Exercise instructions →
Nothing may be dropped or altered: reproduce all the data.

[Dataset entries]
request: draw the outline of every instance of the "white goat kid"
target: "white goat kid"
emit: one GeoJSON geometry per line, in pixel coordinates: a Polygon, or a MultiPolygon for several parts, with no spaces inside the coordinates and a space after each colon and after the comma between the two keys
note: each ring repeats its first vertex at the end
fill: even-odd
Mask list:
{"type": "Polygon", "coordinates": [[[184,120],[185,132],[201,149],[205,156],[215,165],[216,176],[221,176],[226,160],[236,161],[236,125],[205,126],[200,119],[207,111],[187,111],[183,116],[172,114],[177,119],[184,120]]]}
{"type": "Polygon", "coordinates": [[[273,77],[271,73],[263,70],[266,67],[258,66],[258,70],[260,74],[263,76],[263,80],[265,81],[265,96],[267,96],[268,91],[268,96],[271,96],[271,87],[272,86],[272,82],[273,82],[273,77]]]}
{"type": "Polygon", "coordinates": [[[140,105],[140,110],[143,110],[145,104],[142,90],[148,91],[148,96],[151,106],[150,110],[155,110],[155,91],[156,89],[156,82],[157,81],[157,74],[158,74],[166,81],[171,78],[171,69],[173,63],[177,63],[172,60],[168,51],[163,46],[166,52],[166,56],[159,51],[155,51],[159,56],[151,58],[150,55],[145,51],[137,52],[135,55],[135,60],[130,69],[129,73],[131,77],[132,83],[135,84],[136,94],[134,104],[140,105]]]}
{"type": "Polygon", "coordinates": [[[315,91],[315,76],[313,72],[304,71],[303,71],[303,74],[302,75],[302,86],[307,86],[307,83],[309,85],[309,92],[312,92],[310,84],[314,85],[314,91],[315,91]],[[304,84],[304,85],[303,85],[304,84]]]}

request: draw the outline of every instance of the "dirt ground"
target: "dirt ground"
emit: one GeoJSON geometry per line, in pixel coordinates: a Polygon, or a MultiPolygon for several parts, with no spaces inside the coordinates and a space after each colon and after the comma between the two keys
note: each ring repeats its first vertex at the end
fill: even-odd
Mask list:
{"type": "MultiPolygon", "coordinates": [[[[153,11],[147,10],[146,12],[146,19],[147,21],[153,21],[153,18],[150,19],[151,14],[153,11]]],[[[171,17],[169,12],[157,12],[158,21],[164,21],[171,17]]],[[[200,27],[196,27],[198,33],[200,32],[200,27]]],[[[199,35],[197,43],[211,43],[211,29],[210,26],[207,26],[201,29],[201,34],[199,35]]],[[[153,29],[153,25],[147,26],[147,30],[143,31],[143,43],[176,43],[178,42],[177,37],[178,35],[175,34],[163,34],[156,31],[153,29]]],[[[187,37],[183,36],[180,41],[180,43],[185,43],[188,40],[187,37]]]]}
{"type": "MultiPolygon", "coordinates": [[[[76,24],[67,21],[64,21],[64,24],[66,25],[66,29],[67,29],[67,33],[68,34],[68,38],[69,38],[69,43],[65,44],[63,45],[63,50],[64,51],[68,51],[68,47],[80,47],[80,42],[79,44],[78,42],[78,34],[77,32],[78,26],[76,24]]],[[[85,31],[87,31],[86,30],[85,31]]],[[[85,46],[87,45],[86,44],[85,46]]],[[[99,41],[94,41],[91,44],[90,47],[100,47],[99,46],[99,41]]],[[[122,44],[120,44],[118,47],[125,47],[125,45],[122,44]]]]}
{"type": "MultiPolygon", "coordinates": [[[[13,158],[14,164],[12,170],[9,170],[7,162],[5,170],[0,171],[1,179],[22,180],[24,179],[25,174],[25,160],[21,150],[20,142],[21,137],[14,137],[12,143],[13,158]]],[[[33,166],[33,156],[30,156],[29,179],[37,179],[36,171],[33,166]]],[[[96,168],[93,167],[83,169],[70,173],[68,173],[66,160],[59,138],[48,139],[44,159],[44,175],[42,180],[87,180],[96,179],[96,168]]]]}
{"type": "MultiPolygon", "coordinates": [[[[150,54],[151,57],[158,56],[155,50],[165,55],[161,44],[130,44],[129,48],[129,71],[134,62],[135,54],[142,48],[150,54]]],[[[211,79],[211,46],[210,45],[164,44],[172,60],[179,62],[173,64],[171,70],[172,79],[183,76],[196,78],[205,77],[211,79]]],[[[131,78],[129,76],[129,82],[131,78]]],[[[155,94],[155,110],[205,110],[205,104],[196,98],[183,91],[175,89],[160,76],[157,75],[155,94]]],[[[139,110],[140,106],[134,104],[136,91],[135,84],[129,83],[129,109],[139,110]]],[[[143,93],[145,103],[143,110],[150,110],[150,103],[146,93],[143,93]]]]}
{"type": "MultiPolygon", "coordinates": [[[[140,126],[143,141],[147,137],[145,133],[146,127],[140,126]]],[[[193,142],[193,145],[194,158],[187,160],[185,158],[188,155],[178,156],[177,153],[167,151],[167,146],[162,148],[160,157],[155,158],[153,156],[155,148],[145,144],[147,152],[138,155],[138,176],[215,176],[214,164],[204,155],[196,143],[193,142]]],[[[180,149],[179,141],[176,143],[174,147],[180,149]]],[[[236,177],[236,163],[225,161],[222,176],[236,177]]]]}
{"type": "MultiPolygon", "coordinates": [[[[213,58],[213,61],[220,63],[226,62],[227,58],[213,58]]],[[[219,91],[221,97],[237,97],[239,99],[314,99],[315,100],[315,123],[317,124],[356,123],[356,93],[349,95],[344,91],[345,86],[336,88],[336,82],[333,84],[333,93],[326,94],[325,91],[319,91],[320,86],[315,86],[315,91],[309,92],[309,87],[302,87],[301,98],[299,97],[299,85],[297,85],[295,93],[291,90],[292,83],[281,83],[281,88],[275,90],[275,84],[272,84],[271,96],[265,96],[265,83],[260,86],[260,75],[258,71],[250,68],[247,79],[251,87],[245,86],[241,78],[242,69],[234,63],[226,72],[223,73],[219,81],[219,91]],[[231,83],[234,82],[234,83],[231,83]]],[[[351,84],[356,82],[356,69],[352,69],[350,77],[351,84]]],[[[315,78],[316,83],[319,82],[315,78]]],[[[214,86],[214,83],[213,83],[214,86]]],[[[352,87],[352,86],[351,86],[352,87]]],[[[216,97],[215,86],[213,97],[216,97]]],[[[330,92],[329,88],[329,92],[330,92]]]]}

Task response →
request: draw the outline of every instance of the "white goat kid"
target: "white goat kid"
emit: one GeoJSON geometry per line, in pixel coordinates: a Polygon, or a MultiPolygon for several parts, with no spaces inside the coordinates and a space after each colon and after the comma between the two keys
note: each ring repeats its first vertex at the end
fill: even-odd
Mask list:
{"type": "Polygon", "coordinates": [[[184,120],[185,132],[201,149],[205,156],[215,165],[216,176],[221,176],[226,160],[236,161],[236,125],[205,126],[200,119],[207,111],[187,111],[183,116],[172,114],[177,119],[184,120]]]}
{"type": "Polygon", "coordinates": [[[273,77],[271,73],[263,70],[266,67],[258,66],[258,70],[260,74],[263,76],[263,80],[265,81],[265,96],[267,96],[268,91],[268,96],[271,96],[271,87],[272,86],[272,82],[273,82],[273,77]]]}
{"type": "Polygon", "coordinates": [[[140,105],[140,110],[143,110],[145,104],[142,90],[148,91],[148,96],[151,106],[150,110],[155,110],[155,91],[156,89],[156,82],[157,81],[157,74],[158,74],[166,81],[171,78],[171,69],[173,63],[177,63],[172,60],[168,51],[163,46],[166,52],[166,56],[159,51],[155,51],[159,56],[151,58],[150,55],[145,51],[137,52],[135,55],[135,60],[130,69],[129,73],[131,77],[132,83],[135,84],[136,94],[134,104],[140,105]]]}
{"type": "Polygon", "coordinates": [[[315,91],[315,76],[313,72],[304,71],[303,71],[303,74],[302,75],[302,86],[307,86],[307,83],[309,85],[309,92],[312,92],[310,84],[314,85],[314,91],[315,91]],[[304,84],[304,85],[303,85],[304,84]]]}

request: draw the outline of every instance of the "dirt ground"
target: "dirt ground"
emit: one GeoJSON geometry per line, in pixel coordinates: a Polygon, or a MultiPolygon for several parts, with no spaces inside the coordinates and a space after each colon and after the comma between the two keys
note: each ring repeats its first vertex at the end
fill: even-odd
Mask list:
{"type": "MultiPolygon", "coordinates": [[[[153,11],[147,10],[146,12],[146,19],[147,21],[153,21],[153,18],[150,19],[151,14],[153,11]]],[[[171,17],[169,12],[157,12],[158,21],[164,21],[171,17]]],[[[200,27],[196,27],[198,33],[200,32],[200,27]]],[[[199,35],[197,43],[211,43],[211,29],[210,26],[207,26],[201,29],[201,34],[199,35]]],[[[153,29],[153,25],[147,26],[147,30],[143,31],[143,43],[176,43],[178,42],[177,37],[178,35],[175,34],[163,34],[156,31],[153,29]]],[[[187,37],[183,36],[180,41],[180,43],[185,43],[188,40],[187,37]]]]}
{"type": "MultiPolygon", "coordinates": [[[[76,24],[67,21],[64,21],[64,24],[66,25],[66,29],[67,29],[67,33],[68,34],[68,38],[69,38],[69,43],[65,44],[63,45],[63,50],[64,51],[68,51],[68,47],[80,47],[80,42],[79,44],[78,42],[78,34],[77,32],[78,26],[76,24]]],[[[85,31],[87,31],[86,30],[85,31]]],[[[85,46],[87,45],[86,44],[85,46]]],[[[99,41],[94,41],[91,44],[90,47],[100,47],[99,46],[99,41]]],[[[122,44],[120,44],[118,47],[125,47],[125,45],[122,44]]]]}
{"type": "MultiPolygon", "coordinates": [[[[13,158],[14,164],[12,170],[9,170],[7,162],[5,170],[0,171],[1,179],[22,180],[24,179],[25,174],[25,160],[21,150],[20,142],[21,137],[14,137],[12,143],[13,158]]],[[[33,166],[33,156],[30,156],[29,179],[37,179],[36,171],[33,166]]],[[[96,168],[93,167],[83,169],[70,173],[68,173],[66,160],[59,138],[48,139],[44,159],[44,175],[42,180],[87,180],[96,179],[96,168]]]]}
{"type": "MultiPolygon", "coordinates": [[[[150,54],[151,57],[158,56],[155,50],[165,55],[161,44],[130,44],[129,48],[129,71],[134,62],[135,54],[142,48],[150,54]]],[[[211,79],[211,46],[210,45],[164,44],[172,60],[179,62],[173,64],[171,70],[172,79],[183,76],[196,78],[205,77],[211,79]]],[[[131,78],[129,76],[129,82],[131,78]]],[[[155,94],[155,110],[205,110],[205,104],[196,98],[183,91],[175,89],[160,76],[157,75],[155,94]]],[[[139,110],[140,106],[134,104],[136,91],[135,84],[129,83],[129,109],[139,110]]],[[[143,93],[145,103],[143,110],[150,110],[150,103],[146,93],[143,93]]]]}
{"type": "MultiPolygon", "coordinates": [[[[140,126],[143,141],[147,137],[145,133],[146,127],[140,126]]],[[[193,142],[193,145],[194,158],[187,160],[185,158],[188,155],[178,156],[177,153],[167,151],[167,146],[162,148],[160,157],[155,158],[153,156],[155,148],[145,144],[147,152],[138,155],[138,176],[215,176],[214,164],[204,155],[196,143],[193,142]]],[[[180,149],[179,141],[176,143],[174,147],[180,149]]],[[[236,177],[236,163],[225,161],[222,176],[236,177]]]]}
{"type": "MultiPolygon", "coordinates": [[[[213,58],[213,61],[220,63],[226,62],[227,58],[213,58]]],[[[219,91],[221,97],[237,97],[239,99],[314,99],[315,100],[315,123],[317,124],[356,123],[356,93],[349,95],[344,91],[345,86],[336,88],[336,82],[333,84],[333,93],[326,94],[325,91],[319,91],[320,86],[315,86],[315,91],[309,92],[309,87],[302,87],[301,98],[299,97],[299,85],[297,85],[295,93],[291,90],[292,83],[281,83],[281,88],[275,90],[275,84],[272,84],[271,96],[265,96],[265,83],[260,86],[260,75],[258,71],[250,68],[247,79],[251,87],[245,86],[241,78],[242,69],[234,63],[226,72],[223,73],[219,81],[219,91]],[[231,83],[234,82],[234,83],[231,83]]],[[[351,84],[356,82],[356,69],[352,69],[350,77],[351,84]]],[[[315,78],[316,83],[319,82],[315,78]]],[[[214,86],[214,83],[213,83],[214,86]]],[[[352,87],[352,86],[351,86],[352,87]]],[[[216,97],[215,86],[213,97],[216,97]]],[[[330,92],[329,88],[329,92],[330,92]]]]}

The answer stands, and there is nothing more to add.